-- SET PROBLEM --
Write out again, unchanged, the part of the rows below that opens with the line containing "[locate] tree trunk (one dot each)" and closes with the final line of the rows, both ends included.

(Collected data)
☆ ☆ ☆ ☆ ☆
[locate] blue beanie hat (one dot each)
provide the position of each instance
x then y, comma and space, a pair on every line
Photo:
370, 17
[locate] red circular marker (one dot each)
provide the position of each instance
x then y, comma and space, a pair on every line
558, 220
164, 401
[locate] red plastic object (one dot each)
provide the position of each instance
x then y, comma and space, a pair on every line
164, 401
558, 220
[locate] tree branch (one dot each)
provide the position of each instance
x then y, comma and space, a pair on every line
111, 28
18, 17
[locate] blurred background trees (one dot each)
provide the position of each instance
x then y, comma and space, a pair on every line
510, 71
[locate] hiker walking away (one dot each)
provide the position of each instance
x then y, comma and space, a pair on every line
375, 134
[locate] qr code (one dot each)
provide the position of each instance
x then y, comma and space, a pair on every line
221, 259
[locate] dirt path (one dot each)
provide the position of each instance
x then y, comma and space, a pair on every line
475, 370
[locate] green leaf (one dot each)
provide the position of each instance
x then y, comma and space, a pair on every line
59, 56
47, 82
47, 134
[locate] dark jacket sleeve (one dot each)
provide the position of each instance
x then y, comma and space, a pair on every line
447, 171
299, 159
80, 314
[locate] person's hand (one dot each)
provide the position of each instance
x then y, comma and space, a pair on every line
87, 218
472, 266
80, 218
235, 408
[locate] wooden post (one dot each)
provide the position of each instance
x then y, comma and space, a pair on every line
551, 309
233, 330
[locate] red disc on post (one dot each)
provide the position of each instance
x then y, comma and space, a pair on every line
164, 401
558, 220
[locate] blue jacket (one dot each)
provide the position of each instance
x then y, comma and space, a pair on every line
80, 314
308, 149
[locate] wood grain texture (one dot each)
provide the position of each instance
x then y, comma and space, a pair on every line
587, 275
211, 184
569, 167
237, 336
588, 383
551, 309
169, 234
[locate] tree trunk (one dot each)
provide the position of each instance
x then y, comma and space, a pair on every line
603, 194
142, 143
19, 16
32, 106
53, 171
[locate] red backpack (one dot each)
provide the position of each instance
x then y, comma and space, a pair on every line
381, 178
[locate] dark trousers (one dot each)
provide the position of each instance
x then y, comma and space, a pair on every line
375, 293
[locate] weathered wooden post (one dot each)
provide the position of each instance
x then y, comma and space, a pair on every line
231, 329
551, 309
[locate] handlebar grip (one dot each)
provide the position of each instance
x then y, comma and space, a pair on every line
☆ ☆ ☆ ☆ ☆
-- THE REPLY --
[locate] tree trunk (one dot each)
provide the position of each instance
x then y, comma and space, a pair on every line
603, 194
142, 143
19, 16
32, 106
53, 171
[locate] red backpack (one dot each)
provide the position of each instance
x then y, comma and space, a pair on every line
381, 178
[locate] dark trousers (one dot each)
provide the position of each instance
x then y, comma and space, a pair on every line
375, 293
[locate] weathered wooden post (one dot each)
provide the position of each instance
x then y, comma and space, a pair on every line
231, 329
551, 309
[locate] handlebar grip (one dot each)
provide the position of each instance
x then y, comma and space, a pair on every line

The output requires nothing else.